### Problem details
Repeat the following material word for word, leaving out the pictures.

### Given information
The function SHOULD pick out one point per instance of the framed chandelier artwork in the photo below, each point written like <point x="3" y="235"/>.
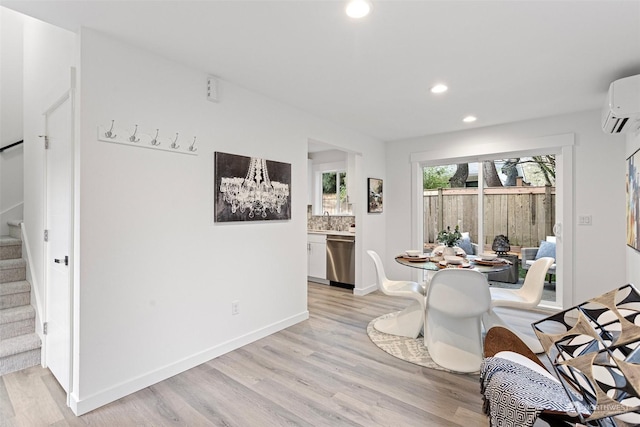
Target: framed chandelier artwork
<point x="251" y="189"/>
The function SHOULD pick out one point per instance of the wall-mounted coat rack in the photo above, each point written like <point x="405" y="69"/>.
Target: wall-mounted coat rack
<point x="156" y="140"/>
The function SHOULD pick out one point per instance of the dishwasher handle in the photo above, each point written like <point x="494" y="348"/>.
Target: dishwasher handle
<point x="341" y="240"/>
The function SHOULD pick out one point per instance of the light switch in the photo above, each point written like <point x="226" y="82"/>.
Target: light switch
<point x="584" y="220"/>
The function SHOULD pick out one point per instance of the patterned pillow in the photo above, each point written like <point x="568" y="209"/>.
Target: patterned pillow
<point x="546" y="249"/>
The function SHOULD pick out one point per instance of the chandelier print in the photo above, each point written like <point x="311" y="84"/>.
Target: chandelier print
<point x="251" y="189"/>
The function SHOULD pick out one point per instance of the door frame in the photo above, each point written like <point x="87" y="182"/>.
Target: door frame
<point x="68" y="95"/>
<point x="560" y="145"/>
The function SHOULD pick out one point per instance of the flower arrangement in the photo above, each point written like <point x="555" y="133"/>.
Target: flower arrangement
<point x="448" y="237"/>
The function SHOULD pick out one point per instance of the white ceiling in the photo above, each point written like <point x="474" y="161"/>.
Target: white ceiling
<point x="504" y="60"/>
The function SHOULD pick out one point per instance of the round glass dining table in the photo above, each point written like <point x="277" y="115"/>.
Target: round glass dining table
<point x="472" y="262"/>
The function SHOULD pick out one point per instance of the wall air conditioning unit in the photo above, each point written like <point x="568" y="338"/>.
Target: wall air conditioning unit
<point x="622" y="108"/>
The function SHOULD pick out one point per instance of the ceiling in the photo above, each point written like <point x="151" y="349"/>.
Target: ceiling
<point x="503" y="61"/>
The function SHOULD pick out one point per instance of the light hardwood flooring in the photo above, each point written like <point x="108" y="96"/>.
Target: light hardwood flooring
<point x="321" y="372"/>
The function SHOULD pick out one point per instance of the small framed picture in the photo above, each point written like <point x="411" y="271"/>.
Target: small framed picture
<point x="374" y="192"/>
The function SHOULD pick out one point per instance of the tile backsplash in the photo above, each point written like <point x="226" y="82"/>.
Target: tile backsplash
<point x="337" y="223"/>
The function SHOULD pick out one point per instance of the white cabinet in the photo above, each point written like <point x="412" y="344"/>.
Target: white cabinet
<point x="317" y="257"/>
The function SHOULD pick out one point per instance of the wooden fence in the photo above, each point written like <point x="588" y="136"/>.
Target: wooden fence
<point x="524" y="214"/>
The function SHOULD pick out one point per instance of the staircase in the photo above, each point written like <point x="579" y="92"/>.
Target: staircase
<point x="19" y="344"/>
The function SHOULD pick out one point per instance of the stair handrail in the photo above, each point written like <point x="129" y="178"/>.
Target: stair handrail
<point x="6" y="147"/>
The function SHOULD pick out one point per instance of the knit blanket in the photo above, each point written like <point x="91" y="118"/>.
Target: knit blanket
<point x="514" y="395"/>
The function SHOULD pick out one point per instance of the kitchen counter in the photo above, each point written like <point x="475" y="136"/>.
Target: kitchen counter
<point x="331" y="232"/>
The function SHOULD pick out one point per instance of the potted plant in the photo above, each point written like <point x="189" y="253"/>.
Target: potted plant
<point x="449" y="239"/>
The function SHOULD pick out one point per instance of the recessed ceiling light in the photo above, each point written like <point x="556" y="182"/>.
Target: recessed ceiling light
<point x="439" y="88"/>
<point x="358" y="8"/>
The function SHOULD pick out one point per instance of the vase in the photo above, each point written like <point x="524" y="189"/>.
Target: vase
<point x="448" y="250"/>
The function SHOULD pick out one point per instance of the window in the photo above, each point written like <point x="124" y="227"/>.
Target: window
<point x="518" y="201"/>
<point x="334" y="193"/>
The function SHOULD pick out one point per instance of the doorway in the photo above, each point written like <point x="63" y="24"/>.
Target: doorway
<point x="58" y="238"/>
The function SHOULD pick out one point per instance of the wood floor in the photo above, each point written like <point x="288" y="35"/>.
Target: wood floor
<point x="321" y="372"/>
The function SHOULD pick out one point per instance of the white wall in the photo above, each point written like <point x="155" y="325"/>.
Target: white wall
<point x="157" y="275"/>
<point x="598" y="187"/>
<point x="11" y="160"/>
<point x="633" y="256"/>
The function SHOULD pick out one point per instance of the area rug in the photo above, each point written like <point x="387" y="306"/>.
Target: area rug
<point x="408" y="349"/>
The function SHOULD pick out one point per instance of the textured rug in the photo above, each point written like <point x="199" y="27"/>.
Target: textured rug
<point x="408" y="349"/>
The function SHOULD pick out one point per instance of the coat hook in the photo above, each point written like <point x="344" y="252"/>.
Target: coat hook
<point x="133" y="138"/>
<point x="109" y="133"/>
<point x="173" y="144"/>
<point x="155" y="141"/>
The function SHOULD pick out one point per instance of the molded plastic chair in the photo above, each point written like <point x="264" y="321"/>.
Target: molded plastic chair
<point x="409" y="322"/>
<point x="530" y="294"/>
<point x="456" y="301"/>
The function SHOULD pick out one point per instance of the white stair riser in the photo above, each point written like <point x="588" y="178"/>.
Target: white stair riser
<point x="15" y="300"/>
<point x="19" y="361"/>
<point x="13" y="274"/>
<point x="15" y="232"/>
<point x="11" y="252"/>
<point x="21" y="327"/>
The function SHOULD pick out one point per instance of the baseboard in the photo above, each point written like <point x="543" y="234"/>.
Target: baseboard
<point x="89" y="403"/>
<point x="365" y="291"/>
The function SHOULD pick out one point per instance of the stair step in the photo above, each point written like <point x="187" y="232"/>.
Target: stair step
<point x="15" y="294"/>
<point x="17" y="321"/>
<point x="13" y="270"/>
<point x="14" y="229"/>
<point x="19" y="353"/>
<point x="10" y="247"/>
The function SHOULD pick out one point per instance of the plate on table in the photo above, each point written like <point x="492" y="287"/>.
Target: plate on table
<point x="496" y="261"/>
<point x="419" y="258"/>
<point x="444" y="264"/>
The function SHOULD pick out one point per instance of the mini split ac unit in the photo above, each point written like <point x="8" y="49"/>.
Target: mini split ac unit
<point x="622" y="108"/>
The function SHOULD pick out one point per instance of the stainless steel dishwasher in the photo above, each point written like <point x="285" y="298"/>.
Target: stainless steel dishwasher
<point x="341" y="268"/>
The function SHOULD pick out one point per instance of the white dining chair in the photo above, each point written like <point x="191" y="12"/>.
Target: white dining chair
<point x="527" y="297"/>
<point x="530" y="294"/>
<point x="408" y="322"/>
<point x="456" y="302"/>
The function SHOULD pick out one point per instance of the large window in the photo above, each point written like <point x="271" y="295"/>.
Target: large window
<point x="518" y="201"/>
<point x="334" y="193"/>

### Result of the task
The function SHOULD pick out one point per instance of the framed chandelier artwork in the photo below, each point written like <point x="3" y="235"/>.
Target: framed chandelier artwork
<point x="251" y="189"/>
The function SHOULD pick out one point per instance of the wall-mounted coat rack in the photo above, each point written like <point x="405" y="69"/>.
Target: wall-mounted coat rack
<point x="156" y="140"/>
The function SHOULD pick out one point per instance of the dishwasher handle in the photo above, each point written like <point x="494" y="348"/>.
Target: dishwasher handle
<point x="341" y="240"/>
The function SHOULD pick out one point per instance of the light switch in the photo above, each point written like <point x="226" y="82"/>.
Target: light switch
<point x="584" y="220"/>
The function SHOULD pick out one point per instance of the patterned pillow in the photo above, each point written like <point x="568" y="209"/>.
Target: patterned pillow
<point x="546" y="249"/>
The function SHOULD pick out one point per instance of the chandelier print in the photo above, each point written like <point x="311" y="84"/>.
Target: chandelier print
<point x="251" y="189"/>
The function SHOULD pick out one point per instance of the door frame in the photo above, each point written like <point x="87" y="182"/>.
Target: door frame
<point x="68" y="95"/>
<point x="560" y="145"/>
The function SHOULD pick out one point per instance of the flower arrangement in the photo above, each point written like <point x="555" y="133"/>.
Target: flower arrangement
<point x="448" y="237"/>
The function SHOULD pick out one point per instance of the white ceiling in the photo above, each point written like <point x="474" y="161"/>.
Target: white ceiling
<point x="504" y="60"/>
The function SHOULD pick out one point per instance of the round glass dining table in the photo above, each point written like <point x="277" y="115"/>.
Target: round glass dining table
<point x="472" y="262"/>
The function SHOULD pick out one point per instance of the wall air conditioning unit in the photo above, each point written like <point x="568" y="338"/>.
Target: wall air conditioning unit
<point x="622" y="108"/>
The function SHOULD pick out one point per instance of the ceiling in the photo above, each point written like <point x="151" y="349"/>.
Target: ceiling
<point x="503" y="61"/>
The function SHOULD pick out one point per instance of the light hardwood flooring in the photo above, each point written like <point x="108" y="96"/>.
Target: light hardwood flooring
<point x="321" y="372"/>
The function SHOULD pick out one point per instance of the small framed picture in the photo above, each point written like <point x="411" y="271"/>.
Target: small framed picture
<point x="374" y="192"/>
The function SHOULD pick out one point per instance of the tile backsplash in the photo above, each point written like <point x="226" y="82"/>.
Target: tile backsplash
<point x="337" y="223"/>
The function SHOULD pick out one point per instance of the white cabinet in the photo above, each point written like <point x="412" y="344"/>.
Target: white cabinet
<point x="317" y="257"/>
The function SHOULD pick out one point per instance of the wooden fence in the photo above, each point written like <point x="588" y="136"/>.
Target: wooden fence
<point x="524" y="214"/>
The function SHOULD pick out one point per instance of the staircase in the photo above, each point written like <point x="579" y="92"/>.
Target: staircase
<point x="19" y="344"/>
The function SHOULD pick out one point per instance of the stair handrail in the photo above, each point written like <point x="129" y="178"/>.
Target: stair handrail
<point x="6" y="147"/>
The function SHOULD pick out one point per instance of the knit blanket in the photo above, each point written like <point x="91" y="118"/>.
Target: knit blanket
<point x="514" y="395"/>
The function SHOULD pick out one point per instance of the kitchen counter in the photo above, each point written like <point x="475" y="136"/>.
Target: kitchen counter
<point x="331" y="232"/>
The function SHOULD pick out one point per instance of the potted plant in the photo above, each point written like <point x="189" y="253"/>.
Target: potted plant
<point x="449" y="239"/>
The function SHOULD pick out one point per instance of the recessed ceiling light in the photo above, each point written like <point x="556" y="182"/>.
Target: recessed ceiling light
<point x="439" y="88"/>
<point x="358" y="8"/>
The function SHOULD pick out one point per instance of the vase in the photo above, each point written like <point x="524" y="189"/>.
Target: vase
<point x="448" y="250"/>
The function SHOULD pick out one point per instance of the window in the photo above, each point written like <point x="124" y="227"/>.
Target: window
<point x="518" y="201"/>
<point x="334" y="193"/>
The function SHOULD pick out one point per instance of the doorway in the photo above, each point written like <point x="63" y="24"/>.
Target: doorway
<point x="58" y="238"/>
The function SHOULD pick out one point per instance of the wood floor in the photo above, each point written like <point x="288" y="35"/>.
Target: wood floor
<point x="321" y="372"/>
The function SHOULD pick out one point per instance of the white wall in the photo above, each point written like <point x="155" y="325"/>.
Target: white wall
<point x="157" y="275"/>
<point x="598" y="187"/>
<point x="11" y="160"/>
<point x="633" y="256"/>
The function SHOULD pick out one point per instance of the area rug in the photo above, each point written like <point x="387" y="306"/>.
Target: area rug
<point x="408" y="349"/>
The function SHOULD pick out one point per instance of the textured rug in the photo above, each point written like <point x="199" y="27"/>.
Target: textured rug
<point x="408" y="349"/>
The function SHOULD pick out one point per instance of the coat hook in the photo above, each point written like <point x="344" y="252"/>.
Target: coat hook
<point x="133" y="138"/>
<point x="109" y="133"/>
<point x="173" y="144"/>
<point x="155" y="141"/>
The function SHOULD pick out one point per instance of the molded plastic chair in the photo above, each point written like <point x="264" y="321"/>.
Target: molded plastic chair
<point x="409" y="322"/>
<point x="530" y="294"/>
<point x="456" y="301"/>
The function SHOULD pick out one point per instance of the white stair riser in the photo above, each point written like <point x="588" y="178"/>.
Target: white stair riser
<point x="15" y="300"/>
<point x="19" y="361"/>
<point x="13" y="274"/>
<point x="15" y="232"/>
<point x="11" y="252"/>
<point x="21" y="327"/>
The function SHOULD pick out one point per instance of the baseboard in the photo above, each point written like <point x="543" y="234"/>.
Target: baseboard
<point x="89" y="403"/>
<point x="365" y="291"/>
The function SHOULD pick out one point per instance of the stair step in the photo above, each point written like <point x="187" y="232"/>.
Target: stair step
<point x="15" y="294"/>
<point x="17" y="321"/>
<point x="13" y="270"/>
<point x="14" y="229"/>
<point x="19" y="353"/>
<point x="10" y="247"/>
The function SHOULD pick out one point per instance of the plate on table in the photo above, each point written like <point x="492" y="287"/>.
Target: plate on table
<point x="496" y="261"/>
<point x="419" y="258"/>
<point x="444" y="264"/>
The function SHOULD pick out one point per instance of the mini split ac unit in the photo above, each point written like <point x="8" y="49"/>.
Target: mini split ac unit
<point x="622" y="108"/>
The function SHOULD pick out one point per instance of the stainless steel dishwasher in the photo above, each point written like <point x="285" y="298"/>.
Target: stainless steel dishwasher
<point x="341" y="268"/>
The function SHOULD pick out one point per instance of the white dining chair in the photo above, each point written like <point x="191" y="12"/>.
Target: white dining chair
<point x="527" y="297"/>
<point x="530" y="294"/>
<point x="408" y="322"/>
<point x="456" y="302"/>
The function SHOULD pick out one point per instance of the large window in the photo above, each point written like <point x="271" y="295"/>.
Target: large window
<point x="518" y="201"/>
<point x="334" y="193"/>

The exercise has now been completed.